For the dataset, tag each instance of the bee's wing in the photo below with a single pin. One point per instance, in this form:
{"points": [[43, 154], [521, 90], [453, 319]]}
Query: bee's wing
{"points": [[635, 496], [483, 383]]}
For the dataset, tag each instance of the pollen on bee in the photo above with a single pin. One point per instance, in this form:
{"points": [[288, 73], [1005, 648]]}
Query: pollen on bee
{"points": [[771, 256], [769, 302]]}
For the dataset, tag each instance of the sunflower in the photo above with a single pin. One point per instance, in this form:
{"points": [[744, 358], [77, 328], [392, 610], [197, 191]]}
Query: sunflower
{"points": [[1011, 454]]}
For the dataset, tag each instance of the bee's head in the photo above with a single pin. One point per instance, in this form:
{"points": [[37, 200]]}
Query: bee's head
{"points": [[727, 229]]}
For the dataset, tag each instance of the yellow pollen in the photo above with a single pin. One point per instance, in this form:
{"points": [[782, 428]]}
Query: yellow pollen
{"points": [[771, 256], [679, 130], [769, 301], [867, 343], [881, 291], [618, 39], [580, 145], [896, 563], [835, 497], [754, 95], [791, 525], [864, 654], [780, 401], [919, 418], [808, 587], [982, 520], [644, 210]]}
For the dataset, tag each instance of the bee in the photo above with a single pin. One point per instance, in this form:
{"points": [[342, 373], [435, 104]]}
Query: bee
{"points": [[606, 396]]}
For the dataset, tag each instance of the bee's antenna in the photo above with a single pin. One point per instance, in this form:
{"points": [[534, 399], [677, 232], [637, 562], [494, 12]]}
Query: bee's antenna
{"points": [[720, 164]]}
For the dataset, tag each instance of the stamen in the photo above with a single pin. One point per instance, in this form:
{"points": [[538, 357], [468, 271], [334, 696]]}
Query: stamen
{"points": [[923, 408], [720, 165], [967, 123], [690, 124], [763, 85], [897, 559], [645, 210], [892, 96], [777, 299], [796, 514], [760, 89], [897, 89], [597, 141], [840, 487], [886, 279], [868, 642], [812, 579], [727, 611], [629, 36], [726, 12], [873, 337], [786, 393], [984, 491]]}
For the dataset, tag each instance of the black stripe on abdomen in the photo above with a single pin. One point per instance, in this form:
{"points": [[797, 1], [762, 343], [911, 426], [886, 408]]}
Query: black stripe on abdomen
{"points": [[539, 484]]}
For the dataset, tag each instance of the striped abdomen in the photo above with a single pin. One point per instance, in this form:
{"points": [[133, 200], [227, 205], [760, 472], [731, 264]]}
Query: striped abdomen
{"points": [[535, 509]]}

PROMPT — Please copy everything from the line containing "For the dataset, tag each instance of the black" down to the last line of the entries above, keeping every line unchanged.

THE ANSWER —
For the dataset, tag each instance of the black stripe on abdomen in the photo above with a single pin. One point per instance, in this form:
{"points": [[797, 1], [762, 343], [911, 426], [886, 408]]}
Query: black stripe on abdomen
{"points": [[539, 484]]}
For the dataset, tag each instance of the striped abdomen in the photo above with a single pin. One point per instance, in this form:
{"points": [[133, 200], [227, 205], [760, 472], [731, 264]]}
Query: striped abdomen
{"points": [[535, 509]]}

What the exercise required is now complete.